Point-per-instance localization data
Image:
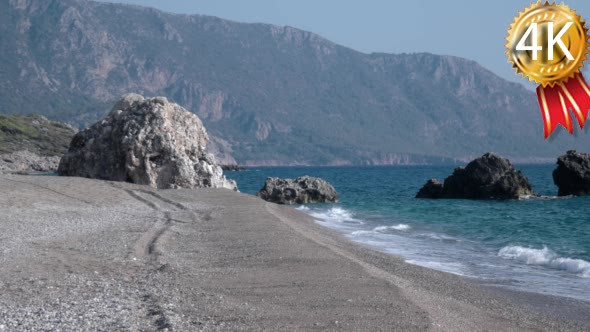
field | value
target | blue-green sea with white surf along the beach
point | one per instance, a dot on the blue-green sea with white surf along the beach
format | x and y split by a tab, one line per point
539	245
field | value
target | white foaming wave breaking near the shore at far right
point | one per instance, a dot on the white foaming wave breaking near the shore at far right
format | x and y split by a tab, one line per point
546	257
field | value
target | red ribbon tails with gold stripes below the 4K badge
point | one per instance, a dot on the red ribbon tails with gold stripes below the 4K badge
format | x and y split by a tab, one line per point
556	101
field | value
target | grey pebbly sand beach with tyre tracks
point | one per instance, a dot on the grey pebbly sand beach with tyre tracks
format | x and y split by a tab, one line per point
79	254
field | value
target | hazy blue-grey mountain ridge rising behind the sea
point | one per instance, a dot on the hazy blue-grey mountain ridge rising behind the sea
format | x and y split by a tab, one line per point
268	95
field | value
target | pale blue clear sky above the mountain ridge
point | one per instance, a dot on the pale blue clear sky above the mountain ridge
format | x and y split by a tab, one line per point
465	28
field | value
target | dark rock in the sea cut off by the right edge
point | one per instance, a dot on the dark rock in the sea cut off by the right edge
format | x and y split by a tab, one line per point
572	175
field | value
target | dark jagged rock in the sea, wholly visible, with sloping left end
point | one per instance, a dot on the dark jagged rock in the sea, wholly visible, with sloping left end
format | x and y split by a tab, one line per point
487	177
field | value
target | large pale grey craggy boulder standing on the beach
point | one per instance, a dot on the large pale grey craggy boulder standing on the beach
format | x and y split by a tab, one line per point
146	141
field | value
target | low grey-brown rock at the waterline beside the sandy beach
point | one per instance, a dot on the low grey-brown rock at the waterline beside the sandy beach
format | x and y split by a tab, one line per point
302	190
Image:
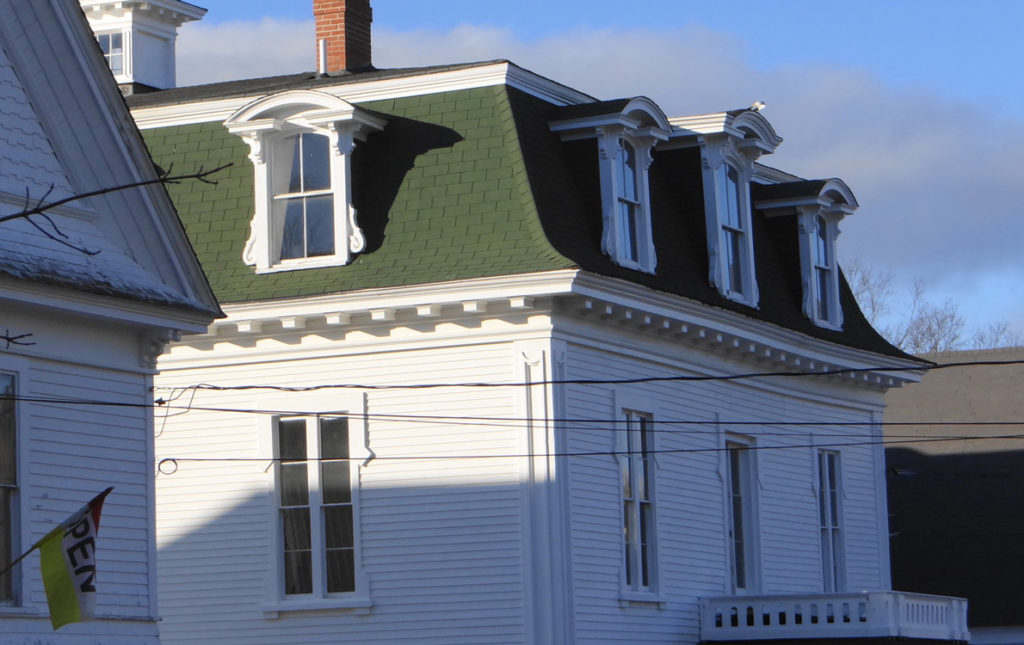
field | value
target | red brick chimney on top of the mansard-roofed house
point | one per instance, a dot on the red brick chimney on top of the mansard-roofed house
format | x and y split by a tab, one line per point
345	26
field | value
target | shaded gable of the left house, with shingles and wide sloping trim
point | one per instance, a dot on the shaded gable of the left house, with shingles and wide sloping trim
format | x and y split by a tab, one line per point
70	130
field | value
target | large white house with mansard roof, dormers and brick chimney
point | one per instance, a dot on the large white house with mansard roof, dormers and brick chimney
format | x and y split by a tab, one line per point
476	380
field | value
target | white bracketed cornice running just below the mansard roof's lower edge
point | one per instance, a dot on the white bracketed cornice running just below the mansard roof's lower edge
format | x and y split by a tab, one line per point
583	295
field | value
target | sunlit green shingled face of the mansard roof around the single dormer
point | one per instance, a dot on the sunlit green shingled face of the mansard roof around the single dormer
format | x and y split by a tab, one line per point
442	195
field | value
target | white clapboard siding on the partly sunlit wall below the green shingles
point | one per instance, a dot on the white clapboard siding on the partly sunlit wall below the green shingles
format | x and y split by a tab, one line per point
442	539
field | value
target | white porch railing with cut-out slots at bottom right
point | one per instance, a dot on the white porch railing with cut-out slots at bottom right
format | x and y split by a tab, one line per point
865	615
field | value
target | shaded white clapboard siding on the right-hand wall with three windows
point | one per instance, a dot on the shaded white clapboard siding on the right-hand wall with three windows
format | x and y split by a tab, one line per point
690	490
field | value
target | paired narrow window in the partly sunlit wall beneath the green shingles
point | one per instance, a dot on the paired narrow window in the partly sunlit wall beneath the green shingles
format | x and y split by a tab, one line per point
317	500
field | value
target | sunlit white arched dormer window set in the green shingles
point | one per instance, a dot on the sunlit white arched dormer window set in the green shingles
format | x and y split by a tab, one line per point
301	146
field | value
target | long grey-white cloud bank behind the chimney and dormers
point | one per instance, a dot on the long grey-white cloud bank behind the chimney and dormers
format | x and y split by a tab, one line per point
938	182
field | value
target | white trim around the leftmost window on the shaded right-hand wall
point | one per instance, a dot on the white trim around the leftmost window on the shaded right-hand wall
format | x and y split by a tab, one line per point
639	405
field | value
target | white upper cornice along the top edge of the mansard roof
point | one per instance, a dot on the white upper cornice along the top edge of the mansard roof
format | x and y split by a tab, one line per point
501	73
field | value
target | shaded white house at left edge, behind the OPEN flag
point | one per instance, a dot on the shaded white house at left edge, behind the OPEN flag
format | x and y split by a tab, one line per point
91	292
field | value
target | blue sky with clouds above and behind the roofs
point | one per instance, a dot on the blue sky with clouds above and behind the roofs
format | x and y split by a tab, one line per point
918	106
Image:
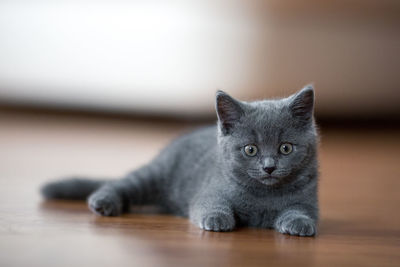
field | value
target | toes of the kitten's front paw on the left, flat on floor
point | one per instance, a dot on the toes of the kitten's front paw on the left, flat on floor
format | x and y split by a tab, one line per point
218	222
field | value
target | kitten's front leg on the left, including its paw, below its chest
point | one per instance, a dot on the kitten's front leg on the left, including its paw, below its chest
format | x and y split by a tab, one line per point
212	214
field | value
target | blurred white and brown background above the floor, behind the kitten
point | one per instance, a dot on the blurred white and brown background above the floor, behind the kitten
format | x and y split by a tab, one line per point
167	58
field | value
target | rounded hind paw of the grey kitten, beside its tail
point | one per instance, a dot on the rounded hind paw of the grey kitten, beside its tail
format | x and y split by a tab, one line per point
105	204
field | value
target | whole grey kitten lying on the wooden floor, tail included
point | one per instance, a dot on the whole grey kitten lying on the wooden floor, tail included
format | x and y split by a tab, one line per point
257	167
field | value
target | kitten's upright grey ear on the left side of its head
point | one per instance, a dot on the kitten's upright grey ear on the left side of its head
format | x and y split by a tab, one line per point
229	111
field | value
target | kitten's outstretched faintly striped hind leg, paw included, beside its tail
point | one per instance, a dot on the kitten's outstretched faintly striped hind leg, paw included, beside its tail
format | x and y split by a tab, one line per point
142	186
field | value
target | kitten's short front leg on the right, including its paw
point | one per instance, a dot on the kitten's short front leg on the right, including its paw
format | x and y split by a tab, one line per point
297	220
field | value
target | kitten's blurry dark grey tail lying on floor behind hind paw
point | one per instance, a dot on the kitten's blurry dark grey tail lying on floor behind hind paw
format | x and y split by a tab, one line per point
73	188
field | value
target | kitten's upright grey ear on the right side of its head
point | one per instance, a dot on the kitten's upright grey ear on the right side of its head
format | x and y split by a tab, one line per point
302	104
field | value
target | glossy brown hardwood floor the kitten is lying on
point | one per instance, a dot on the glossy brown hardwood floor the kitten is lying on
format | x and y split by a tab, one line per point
359	201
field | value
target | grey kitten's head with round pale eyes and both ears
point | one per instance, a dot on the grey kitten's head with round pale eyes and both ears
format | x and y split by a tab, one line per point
267	141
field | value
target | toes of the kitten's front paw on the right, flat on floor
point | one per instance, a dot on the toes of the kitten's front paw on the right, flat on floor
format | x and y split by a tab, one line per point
301	226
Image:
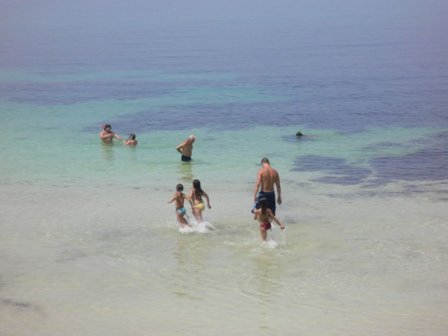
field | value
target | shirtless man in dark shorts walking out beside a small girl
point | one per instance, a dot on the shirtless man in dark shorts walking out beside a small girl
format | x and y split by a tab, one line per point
267	178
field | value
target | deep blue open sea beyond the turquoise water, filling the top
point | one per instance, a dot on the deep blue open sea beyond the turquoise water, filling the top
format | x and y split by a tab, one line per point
334	78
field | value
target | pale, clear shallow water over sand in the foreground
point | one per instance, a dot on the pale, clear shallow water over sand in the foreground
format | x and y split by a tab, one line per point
364	265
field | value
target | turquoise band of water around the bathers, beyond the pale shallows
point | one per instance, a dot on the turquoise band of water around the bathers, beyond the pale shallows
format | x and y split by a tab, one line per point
55	141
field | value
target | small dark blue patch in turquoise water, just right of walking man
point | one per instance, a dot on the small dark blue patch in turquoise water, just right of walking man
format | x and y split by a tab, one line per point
338	170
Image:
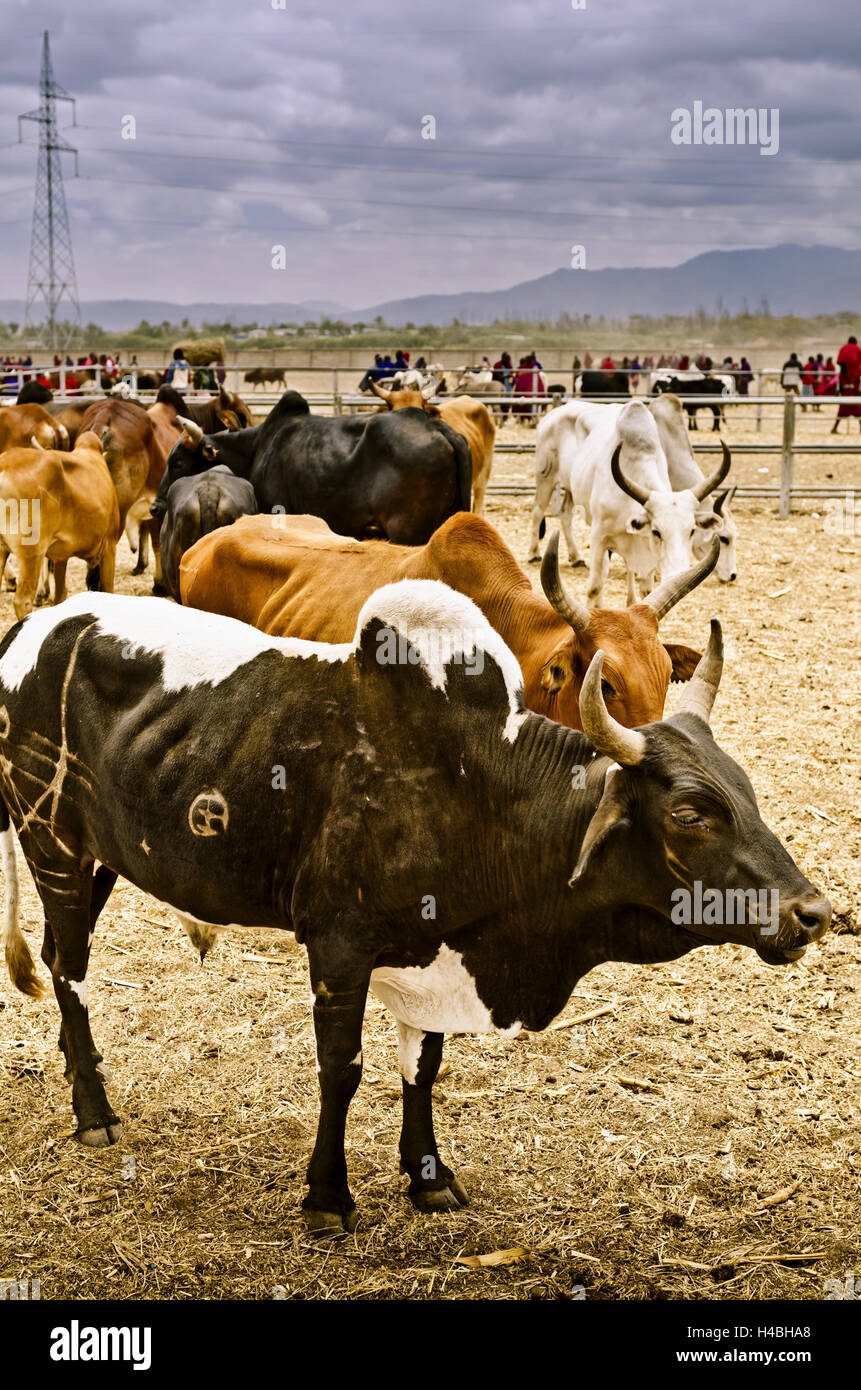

→ Instructions to follow
What is the number of lines in the records that contain "hardwood"? Answer with it alone.

→ Reply to the task
2